» Verilen Metin
━━━━━━

Davalı idare, İzmir 1. İdare Mahkemesinin 17.11.2005 günlü, E:2005/1171, K:2005/1242 sayılı ısrar kararını temyiz etmekte ve bozulmasını istemektedir.

Yerleşmelerin planlı ve sağlıklı gelişiminin sağlanabilmesi için belediye ve mücavir alan sınırları içinde ve dışında kalan yerlerde 3194 sayılı İmar Kanunu'nun 4. maddesinde öngörülen istisnalar dışında 3194 sayılı Yasanın ve buna ilişkin mevzuat hükümlerinin uygulanması gerekmektedir. 3194 sayılı Yasanın "Genel Esaslar" başlıklı 3. maddesine göre de her hangi bir sahanın her ölçekteki plan esaslarına, şayet planı bulunmuyorsa yönetmelik esaslarına uygun olarak kullanılması zorunludur. Planı olmayan yerlerde Bayındırlık ve İskan Bakanlığınca 2.11.1985 günlü, 18916 sayılı mükerrer Resmi Gazete'de yayımlanan ve daha sonra değişikliğe uğrayan "Plansız Alanlar Yönetmeliği" hükümlerinin uygulanması,buralardaki yapılaşmaların anılan Yönetmelik hükümleri uyarınca denetim altında tutulması, başka bir anlatımla Yönetmelikte belirtilen alanlardaki yapılaşmanın bu yönetmelik hükümlerine uygun olması gerekmektedir.

━━━━━━

» Gösterilen Veriler
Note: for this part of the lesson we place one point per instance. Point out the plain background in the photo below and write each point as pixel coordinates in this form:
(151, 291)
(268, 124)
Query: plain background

━━━━━━

» Sorular ve Görevler
a – Verilen metinde "Davalı idare, İzmir" ile başlayıp "ve bozulmasını istemektedir." ifadesine kadar süren bölümü harfi harfine aktarın.
b – Aşağıdaki ifadelerin her biri verilen metinle uyuşuyor mu? Her biri için evet ya da hayır deyin ve kararı belirleyen sözleri metinden tırnak içinde birebir alıntılayın.
(i) İzmir 1. İdare Mahkemesinin ısrar kararını temyiz eden taraf davacıdır.
(ii) Planı bulunmayan bir sahanın yönetmelik esaslarına uygun olarak kullanılması zorunludur.
(iii) "Plansız Alanlar Yönetmeliği" 2.11.1985 günlü Resmi Gazete'de yayımlanmıştır.

» Yanıtlar
a –
Davalı idare, İzmir 1. İdare Mahkemesinin 17.11.2005 günlü, E:2005/1171, K:2005/1242 sayılı ısrar kararını temyiz etmekte ve bozulmasını istemektedir.

b –
(i) Hayır: "Davalı idare, İzmir 1. İdare Mahkemesinin 17.11.2005 günlü, E:2005/1171, K:2005/1242 sayılı ısrar kararını temyiz etmekte"
(ii) Evet: "şayet planı bulunmuyorsa yönetmelik esaslarına uygun olarak kullanılması zorunludur"
(iii) Evet: "2.11.1985 günlü, 18916 sayılı mükerrer Resmi Gazete'de yayımlanan"